* OBJECTIVE
Each line of the listing must be transcribed exactly, except for the images, which should be excluded.

• • • • •

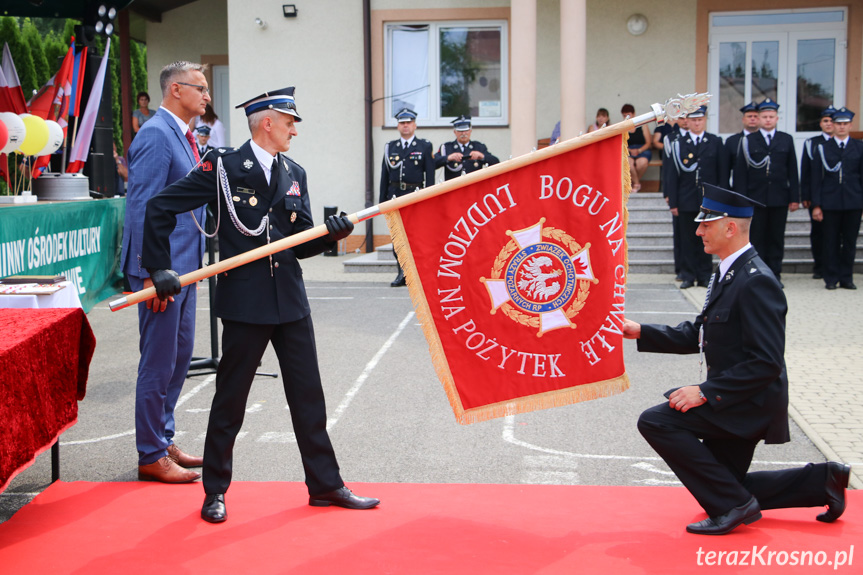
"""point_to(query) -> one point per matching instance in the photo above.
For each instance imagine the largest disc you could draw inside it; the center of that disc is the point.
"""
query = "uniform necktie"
(194, 146)
(274, 171)
(709, 289)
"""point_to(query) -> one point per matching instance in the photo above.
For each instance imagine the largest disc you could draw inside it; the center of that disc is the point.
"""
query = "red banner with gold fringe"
(519, 282)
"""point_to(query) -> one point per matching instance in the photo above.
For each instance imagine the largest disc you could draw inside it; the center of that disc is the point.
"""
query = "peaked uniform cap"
(278, 101)
(768, 104)
(720, 203)
(406, 115)
(462, 123)
(843, 115)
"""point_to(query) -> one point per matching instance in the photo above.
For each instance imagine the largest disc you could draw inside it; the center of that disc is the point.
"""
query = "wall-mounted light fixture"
(637, 24)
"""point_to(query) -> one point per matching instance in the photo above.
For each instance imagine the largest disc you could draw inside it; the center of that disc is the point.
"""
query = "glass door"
(794, 57)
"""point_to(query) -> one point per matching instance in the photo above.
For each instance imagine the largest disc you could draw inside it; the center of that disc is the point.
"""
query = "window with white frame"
(442, 70)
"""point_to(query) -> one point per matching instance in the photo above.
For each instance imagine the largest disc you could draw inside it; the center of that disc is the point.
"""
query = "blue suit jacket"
(159, 156)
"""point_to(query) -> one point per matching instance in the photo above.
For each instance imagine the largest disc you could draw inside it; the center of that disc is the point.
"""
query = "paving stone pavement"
(823, 353)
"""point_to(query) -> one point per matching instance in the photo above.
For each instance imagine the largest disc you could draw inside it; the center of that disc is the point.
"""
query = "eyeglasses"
(202, 89)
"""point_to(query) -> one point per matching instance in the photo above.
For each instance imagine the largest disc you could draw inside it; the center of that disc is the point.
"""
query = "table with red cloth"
(44, 361)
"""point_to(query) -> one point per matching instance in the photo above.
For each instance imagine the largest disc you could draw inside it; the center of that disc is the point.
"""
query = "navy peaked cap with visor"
(768, 104)
(462, 123)
(843, 115)
(406, 115)
(277, 100)
(720, 203)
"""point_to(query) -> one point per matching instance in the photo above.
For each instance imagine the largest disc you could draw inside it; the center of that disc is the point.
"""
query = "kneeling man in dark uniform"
(707, 433)
(262, 196)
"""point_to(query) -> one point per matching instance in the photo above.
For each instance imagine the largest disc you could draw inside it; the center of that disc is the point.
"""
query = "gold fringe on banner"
(557, 398)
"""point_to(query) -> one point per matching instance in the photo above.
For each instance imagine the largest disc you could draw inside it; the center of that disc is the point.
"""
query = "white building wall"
(639, 70)
(185, 33)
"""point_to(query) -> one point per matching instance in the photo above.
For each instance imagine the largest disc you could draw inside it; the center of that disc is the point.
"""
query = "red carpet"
(131, 528)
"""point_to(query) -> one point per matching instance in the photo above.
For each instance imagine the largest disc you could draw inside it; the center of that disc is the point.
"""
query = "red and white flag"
(81, 147)
(52, 103)
(11, 85)
(519, 282)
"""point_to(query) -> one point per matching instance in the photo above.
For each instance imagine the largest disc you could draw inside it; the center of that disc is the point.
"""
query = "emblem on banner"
(541, 278)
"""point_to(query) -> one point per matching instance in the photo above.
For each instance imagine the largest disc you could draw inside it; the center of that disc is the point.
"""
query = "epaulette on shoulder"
(290, 160)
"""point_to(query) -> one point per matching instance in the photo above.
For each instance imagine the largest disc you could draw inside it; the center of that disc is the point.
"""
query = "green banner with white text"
(80, 240)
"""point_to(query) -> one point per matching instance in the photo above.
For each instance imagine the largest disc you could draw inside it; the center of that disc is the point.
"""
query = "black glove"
(166, 282)
(339, 227)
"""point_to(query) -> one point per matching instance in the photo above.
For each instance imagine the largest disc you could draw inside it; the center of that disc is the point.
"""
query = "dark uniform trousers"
(466, 166)
(775, 189)
(685, 193)
(668, 164)
(842, 205)
(710, 447)
(816, 229)
(259, 303)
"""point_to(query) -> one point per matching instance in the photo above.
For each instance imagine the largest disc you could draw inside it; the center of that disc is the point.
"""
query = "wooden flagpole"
(673, 108)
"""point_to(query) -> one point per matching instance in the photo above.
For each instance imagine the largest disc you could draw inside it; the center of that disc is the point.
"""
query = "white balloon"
(17, 131)
(55, 138)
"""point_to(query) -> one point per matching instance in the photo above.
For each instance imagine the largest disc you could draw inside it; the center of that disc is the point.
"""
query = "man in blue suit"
(163, 152)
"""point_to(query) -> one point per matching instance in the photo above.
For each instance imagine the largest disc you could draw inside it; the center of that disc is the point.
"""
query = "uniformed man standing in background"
(810, 151)
(766, 171)
(408, 166)
(697, 158)
(837, 200)
(463, 156)
(732, 143)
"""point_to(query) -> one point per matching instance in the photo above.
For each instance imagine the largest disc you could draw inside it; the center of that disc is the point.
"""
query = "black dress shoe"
(214, 508)
(343, 497)
(837, 480)
(747, 513)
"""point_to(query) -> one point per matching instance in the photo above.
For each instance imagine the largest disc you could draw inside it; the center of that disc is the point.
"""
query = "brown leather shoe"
(166, 471)
(183, 459)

• • • • •

* ANSWER TO THE EXERCISE
"""point_to(query) -> one point per matching instance in the photo above.
For each instance imagine the largest disc you could draw inside it; the center of that disc is the point.
"""
query = "uniform necktie"
(194, 146)
(274, 171)
(709, 289)
"""point_to(query) -> one point per matching instance in the photo above.
For each instance imagine the largest disc you could draw inside it; the center of that disc is the point.
"""
query = "red banner with gold fringe"
(519, 282)
"""point_to(query) -> one point per matching instance in the photo above.
For each instance imagine the largest disc you could draw inside it; the center of that disc is the point.
"""
query = "peaked uniform cap"
(278, 101)
(768, 104)
(720, 203)
(406, 115)
(462, 123)
(843, 115)
"""point_to(query) -> one point per matching instance in the photo above.
For each instance imagine the largest disc you could draw inside it; the center of that disc is the point.
"""
query = "wall-mounted light fixture"
(637, 24)
"""point_to(query) -> one point per matching instance in the photo above.
For each instance imagine the largest disc you could draw inside it; the center of that disc is the point.
"""
query = "glass door"
(794, 57)
"""point_to(query) -> one point per matching instance in the photo above.
For each instance imagine the largest disc you could draw inside it; the center of that disc is the point.
"""
query = "window with white frame"
(442, 70)
"""point_to(query) -> one point per matching instance in the photo above.
For each instance imagine the largest disc you could draw inside it; the center of that disc is the point.
"""
query = "blue suit jacket"
(159, 156)
"""point_to(query) -> one point per matching instance in the photo above.
For each instance imagine the largest disc you could draw inside it; the center of that disc is the point.
"""
query = "paving stone pavement"
(823, 353)
"""point_to(query) -> one point per matching instance in the photo above.
For each instance imagine the largest disc you could draw inside it; the center of that disc is the point.
"""
query = "eyeglasses"
(202, 89)
"""point_to(query) -> one point per matching instance in the photo above.
For each instance imagine the largest disc you could draw inside it; the center of that disc is the point.
"""
query = "table with red cloth"
(44, 361)
"""point_to(query) -> one point per matching instance in the photo above.
For each instance imagine the largest disc you could draw inside it; the center of that disc is the point.
"""
query = "navy peaked cap with visor"
(768, 104)
(462, 123)
(843, 115)
(406, 115)
(277, 100)
(720, 203)
"""point_to(query) -> one point per matching instance in the photo above.
For each instance imagine the largest disc you could draw inside it; the center of that disc is the point.
"""
query = "kneeling man in dark uniform"
(707, 433)
(262, 196)
"""point_to(query) -> one point per matching instance in the photo above.
For each instance imagine the largest disc you could draw inside it; the center of that disc is the point.
"""
query = "gold fringe on banner"
(557, 398)
"""point_to(query) -> one point per matching instance in the photo above.
For each instance imagine the largest disc you could draw inside it; the center of that disc is the point.
"""
query = "white building wall"
(639, 70)
(185, 33)
"""point_to(query) -> one point per matching instance in the photo above.
For each instance imagine the largest disc you could draw inside it; the center of that disc is the point.
"""
query = "red carpet"
(131, 528)
"""point_to(query) -> one point per matching instance in the photo above.
For each instance imagine the largest disc you could draw inside it; the center of that disc is the point.
"""
query = "red and white flag"
(81, 147)
(52, 103)
(11, 85)
(519, 282)
"""point_to(query) -> one point per matching instance in the photo above.
For each instance imagine the largest disc you could draw inside it; the center of that disc is the point.
"""
query = "emblem on banner"
(541, 278)
"""point_to(query) -> one point per matching instance in the photo above.
For each instance imagine the largest disc you could draw inside it; the center of that disc is the point.
"""
query = "epaulette on shoulder"
(290, 160)
"""point_to(query) -> one point per matching instance in the photo above.
For each instance imagine the largest disc you could draw inside it; the center of that disc is the point.
"""
query = "green banner with white text"
(80, 240)
"""point_to(query) -> one point per matching instance in the photo above.
For each instance imagine the largest disc you could draw inside it; the center of that disc is the point.
"""
query = "black glove"
(166, 282)
(339, 227)
"""point_to(query) -> one point per matching instance in the photo above.
For each instance imagine the largest disc you could draw inside it; the center of that disc is the point.
"""
query = "dark uniform trousers"
(466, 166)
(775, 189)
(685, 193)
(668, 164)
(842, 205)
(710, 447)
(816, 229)
(259, 303)
"""point_to(query) -> one point per matching instance in the photo above.
For each instance imagine the largest disc you could draw inside it; the center of that disc is the point.
"""
query = "wooden flagpole"
(673, 108)
"""point_to(query) -> one point per matching instance in the photo above.
For each instance imagine the largest disc you could draw inside it; the center of that disc is the point.
"""
query = "white balloon"
(17, 131)
(55, 138)
"""point_to(query) -> one point per matching instance in the photo above.
For each instance imagine the largest disc you could draw inside it; the center of that disc is the point.
"""
query = "man in blue suit"
(163, 152)
"""point_to(query) -> one point per matching instance in the photo above.
For each instance imagine the largest disc you could draw inside it; the center of that disc is the point.
"""
query = "uniformed man standing in background"
(810, 151)
(766, 171)
(408, 166)
(697, 158)
(837, 200)
(463, 156)
(732, 143)
"""point_to(query) -> one point per matching instance in the photo above.
For each instance imagine the largest disc you could draw inside it; the center of that disc is the point.
"""
query = "black dress shoe"
(214, 508)
(343, 497)
(837, 480)
(747, 513)
"""point_to(query) -> one point per matching instance in the photo above.
For each instance imagine the largest disc you could draw inside it; the center of that disc is the point.
"""
query = "brown leather shoe"
(166, 471)
(183, 459)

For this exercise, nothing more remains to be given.